=== Task input ===
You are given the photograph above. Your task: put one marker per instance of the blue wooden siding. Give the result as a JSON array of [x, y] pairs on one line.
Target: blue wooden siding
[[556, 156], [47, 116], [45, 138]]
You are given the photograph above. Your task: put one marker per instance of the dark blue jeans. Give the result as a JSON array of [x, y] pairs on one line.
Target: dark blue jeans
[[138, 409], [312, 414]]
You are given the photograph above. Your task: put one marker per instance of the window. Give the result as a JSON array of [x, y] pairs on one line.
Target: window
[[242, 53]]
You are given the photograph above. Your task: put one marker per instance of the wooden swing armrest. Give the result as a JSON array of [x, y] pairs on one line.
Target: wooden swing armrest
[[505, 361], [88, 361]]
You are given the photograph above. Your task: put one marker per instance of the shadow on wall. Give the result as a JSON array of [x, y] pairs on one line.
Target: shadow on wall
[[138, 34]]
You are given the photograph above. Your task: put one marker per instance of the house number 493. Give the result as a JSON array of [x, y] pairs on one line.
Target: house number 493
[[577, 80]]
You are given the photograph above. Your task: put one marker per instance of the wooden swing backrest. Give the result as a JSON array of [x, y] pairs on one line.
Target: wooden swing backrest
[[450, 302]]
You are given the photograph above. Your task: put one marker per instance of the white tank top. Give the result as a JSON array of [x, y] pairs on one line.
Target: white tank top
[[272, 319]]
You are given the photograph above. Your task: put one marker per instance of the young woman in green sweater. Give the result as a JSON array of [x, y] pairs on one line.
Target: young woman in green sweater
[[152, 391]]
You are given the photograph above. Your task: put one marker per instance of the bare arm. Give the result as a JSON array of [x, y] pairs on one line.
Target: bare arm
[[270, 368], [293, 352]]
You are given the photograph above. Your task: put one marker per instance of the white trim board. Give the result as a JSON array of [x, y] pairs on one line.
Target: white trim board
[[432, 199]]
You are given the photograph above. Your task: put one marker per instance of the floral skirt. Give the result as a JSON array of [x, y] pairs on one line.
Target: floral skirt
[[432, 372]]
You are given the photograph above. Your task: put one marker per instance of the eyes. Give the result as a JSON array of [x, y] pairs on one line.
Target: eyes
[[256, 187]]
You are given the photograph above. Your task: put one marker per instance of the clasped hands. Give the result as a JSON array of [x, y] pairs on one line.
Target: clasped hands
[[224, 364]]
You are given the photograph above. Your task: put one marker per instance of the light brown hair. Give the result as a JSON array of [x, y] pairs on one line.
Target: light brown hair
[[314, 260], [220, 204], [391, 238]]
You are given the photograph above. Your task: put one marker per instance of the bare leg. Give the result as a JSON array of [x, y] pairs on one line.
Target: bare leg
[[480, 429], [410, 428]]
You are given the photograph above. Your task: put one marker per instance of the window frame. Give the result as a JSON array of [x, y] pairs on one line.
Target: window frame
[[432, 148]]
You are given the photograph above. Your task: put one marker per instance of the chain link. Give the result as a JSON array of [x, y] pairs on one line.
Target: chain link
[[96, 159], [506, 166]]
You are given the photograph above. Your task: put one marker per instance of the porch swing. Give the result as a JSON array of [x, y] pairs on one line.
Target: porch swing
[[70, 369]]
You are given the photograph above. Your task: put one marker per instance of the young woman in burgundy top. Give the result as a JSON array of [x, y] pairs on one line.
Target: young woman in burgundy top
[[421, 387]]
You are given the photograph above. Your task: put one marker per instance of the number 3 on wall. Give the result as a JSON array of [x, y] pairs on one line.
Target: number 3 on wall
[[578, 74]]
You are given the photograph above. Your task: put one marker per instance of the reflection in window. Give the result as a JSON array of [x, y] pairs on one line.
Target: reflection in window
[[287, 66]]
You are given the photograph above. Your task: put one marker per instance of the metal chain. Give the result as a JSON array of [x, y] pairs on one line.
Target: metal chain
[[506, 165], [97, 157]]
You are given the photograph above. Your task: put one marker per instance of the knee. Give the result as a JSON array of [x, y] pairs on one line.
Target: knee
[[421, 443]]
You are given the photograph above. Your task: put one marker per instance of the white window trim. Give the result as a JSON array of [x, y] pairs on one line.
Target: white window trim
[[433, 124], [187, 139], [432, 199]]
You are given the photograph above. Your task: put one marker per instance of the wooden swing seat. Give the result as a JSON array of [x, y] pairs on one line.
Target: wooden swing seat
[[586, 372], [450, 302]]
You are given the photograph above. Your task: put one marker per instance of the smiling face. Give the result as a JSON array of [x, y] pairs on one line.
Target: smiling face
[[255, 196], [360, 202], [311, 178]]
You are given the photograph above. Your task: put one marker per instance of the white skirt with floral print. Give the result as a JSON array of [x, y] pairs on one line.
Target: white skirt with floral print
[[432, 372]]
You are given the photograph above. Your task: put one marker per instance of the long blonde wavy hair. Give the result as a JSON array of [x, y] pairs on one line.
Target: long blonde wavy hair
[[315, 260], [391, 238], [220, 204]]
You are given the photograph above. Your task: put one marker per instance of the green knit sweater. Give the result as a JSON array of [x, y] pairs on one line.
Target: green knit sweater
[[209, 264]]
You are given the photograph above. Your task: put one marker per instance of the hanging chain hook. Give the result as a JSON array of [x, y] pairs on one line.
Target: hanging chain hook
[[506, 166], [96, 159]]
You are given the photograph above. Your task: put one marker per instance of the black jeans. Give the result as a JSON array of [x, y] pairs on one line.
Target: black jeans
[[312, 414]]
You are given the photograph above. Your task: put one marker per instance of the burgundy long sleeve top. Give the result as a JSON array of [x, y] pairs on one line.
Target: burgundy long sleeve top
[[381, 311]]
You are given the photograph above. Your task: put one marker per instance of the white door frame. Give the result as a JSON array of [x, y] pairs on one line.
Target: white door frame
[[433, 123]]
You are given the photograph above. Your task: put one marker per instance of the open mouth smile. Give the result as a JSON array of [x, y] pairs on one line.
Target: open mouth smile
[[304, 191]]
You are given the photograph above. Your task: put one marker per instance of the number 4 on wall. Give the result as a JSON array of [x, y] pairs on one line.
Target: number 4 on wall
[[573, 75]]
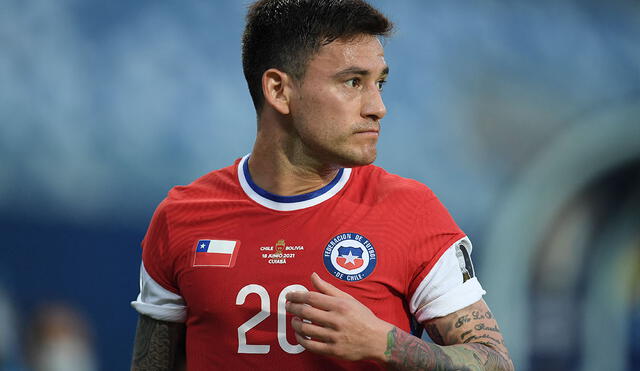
===
Exercise brief: Reproduce every record above verbatim, leaving out the pictures.

Full response:
You are given the photograph above. Your task: put one marker per instance of the blue wooden siding. Give the result as a JSON array of [x, y] pairs on one line.
Target: blue wooden siding
[[556, 156], [47, 116], [45, 138]]
You are given the photograph above. Your task: put one marker per instance of the dark blue jeans. Give the result as a JSON array of [x, y] pairs on one line.
Target: dark blue jeans
[[138, 409], [312, 414]]
You are given the photograph above. Your task: put one marker per instance of the window. Give the result as a JSON array of [x, y] pairs on one line.
Target: window
[[242, 53]]
You are given the photograph above. Your task: put one marker per instance of the wooden swing armrest. Give the result as a JSON array of [x, y] pairs on one line.
Target: wooden swing armrest
[[505, 361], [88, 361]]
You are given the photograph above. Your task: put one marker per instance of the shadow on wall. Give the result as a JSON array of [x, y] pairs on one line.
Target: shadow on wall
[[138, 34]]
You are given the photograph above. Your task: put one marker per instance of the house number 493. Give the result as a JSON array of [x, y] pairs on one line.
Target: house number 493
[[577, 80]]
You are given the photograph above. Your task: put one marker per instance of the wooden swing backrest. Give the result as a JSON array of [x, y] pairs on one line.
Target: wooden swing backrest
[[450, 302]]
You are given the photograph above. Your task: put one marker per instance of the white tank top. Give the result as a JSON array of [x, y] pairs on one line.
Target: white tank top
[[272, 319]]
You are given the photograph above. Your task: put one marker per instance of the young woman in green sweater. Give the result as a JSON array of [x, y] pairs on one line.
Target: young woman in green sweater
[[152, 391]]
You are given the photograph above. Your task: put one marker per instance of the bare arm. Give the result as a JSON array of [x, y] pairs on one line.
Target: bare arm
[[270, 368], [293, 352]]
You are given the photograph above. Your task: put one marker per instance of the white trim board. Give the result as a JSON array of [x, y] pairs on one line.
Target: white trim board
[[432, 199]]
You are given the photograph above. Your task: put one marker per instance of the floral skirt. Give the result as a JSON array of [x, y] pairs on one line.
Target: floral skirt
[[432, 372]]
You are given the photograph above. Your task: put one marker per instance of the eyes. Give the result as a JSON array of [x, y] pairs on one line.
Target: eyes
[[256, 187]]
You are given the photograph above. Your task: put one marker per instance of the clasped hands. Give the result as a JSON array of [x, y] pairs on one line.
Target: clasped hands
[[224, 364]]
You are given the photograph above. Your task: put one marker per instance of the light brown hair. Give the result as a JSON array of [x, y] pairs on one line.
Target: light brown hair
[[314, 260], [220, 204], [391, 238]]
You are given the photograph above. Your task: put one marker per instance of the bare leg. Give the result as a JSON array of [x, y] pairs on one line.
Target: bare leg
[[480, 429], [410, 428]]
You are given the photograph above. Your task: put one marker per instance of the window frame. Give the result as a JSON array of [x, y] pairs on one line.
Target: window frame
[[432, 148]]
You are given the photograph above. Your task: put one marker per instance of the chain link. Give the result as a JSON array of [x, y] pairs on one line.
Target: chain link
[[96, 159], [506, 166]]
You are given the photograph above. Your task: put one marker per instance of the porch swing. Give the result as a JSON array of [x, y] pairs on one line.
Target: porch swing
[[70, 369]]
You are given the photograph above. Your task: put one marker per instance of the young woman in burgundy top. Give the result as a JSON array of [x, y] pairs on one line.
Target: young woman in burgundy top
[[421, 387]]
You are given the photograph above. Your task: put one marker per instance of the number 3 on wall. Give the result as a JSON array of [x, y] pairs on one line.
Target: number 3 on wall
[[578, 74]]
You are given the photograph above. Your task: put one marker per instance of the reflection in window. Give the result as a JSON array of [x, y] pairs on one line.
Target: reflection in window
[[287, 66]]
You are given the photograph above. Your task: put one marker per instance of the metal chain. Give the result as a JSON array of [x, y] pairs on one line.
Target: metal chain
[[506, 165], [97, 157]]
You are given the photograph above. Your task: put one marker per instance of the knee. Give the result as a JSON array of [x, y] pairs on one line.
Target: knee
[[421, 443]]
You are given the photograph above. Your task: put one marker per instance of the white window trim. Give the result as a JSON array of [x, y] pairs on one line.
Target: white window trim
[[433, 124], [187, 139], [432, 199]]
You are given the photograph above. Your task: put one marker per instance of the wooden swing seat. Give the result as a JSON array of [x, y] pairs on one line.
Target: wooden swing seat
[[586, 372], [450, 302]]
You are given the photograph above. Your task: put one marker per instance of the smiling face. Give the result as a JSON array of [x, y] pairs on one line.
Target: smiling face
[[255, 196], [360, 202], [311, 178]]
You are given the photograph above. Your task: put one marker per instance of the white skirt with floral print. Give the result as a JSON array of [x, y] pairs on one line.
Target: white skirt with floral print
[[432, 372]]
You are given the photograph above. Your task: put one marker per instance of the long blonde wavy hair. Give the result as a JSON array of [x, y] pairs on one line.
Target: long blonde wavy hair
[[315, 260], [391, 238], [220, 204]]
You are given the photograph above. Your task: put one marker per instance of the green knit sweater. Give the result as a JSON array of [x, y] pairs on one line.
Target: green knit sweater
[[209, 264]]
You are given the photograph above. Your task: put one marker per instance of the hanging chain hook. Give the result as a JSON array of [x, y] pairs on one line.
Target: hanging chain hook
[[506, 166], [96, 159]]
You are given the photograph above. Your task: put one marker per instance of the black jeans. Give the result as a JSON array of [x, y] pairs on one line.
Target: black jeans
[[312, 414]]
You are given the photograph above. Your task: put one marker per instance of the burgundy long sleeve top. Give the result as a JSON array of [x, y] pairs on one line.
Target: burgundy long sleeve top
[[381, 311]]
You are given the photograph above. Your task: put one marker per instance of the white door frame. Give the result as a JSON array of [x, y] pairs on one line.
Target: white door frame
[[433, 123]]
You are given the photograph above. Your task: put one marker per instance of the open mouth smile. Give the result as a JSON array of [x, y] pairs on one line.
Target: open mouth smile
[[304, 191]]
You are given the photograph above. Your task: put one marker per instance of the number 4 on wall. Give the result as a JSON array of [x, y] pairs on one line.
Target: number 4 on wall
[[573, 75]]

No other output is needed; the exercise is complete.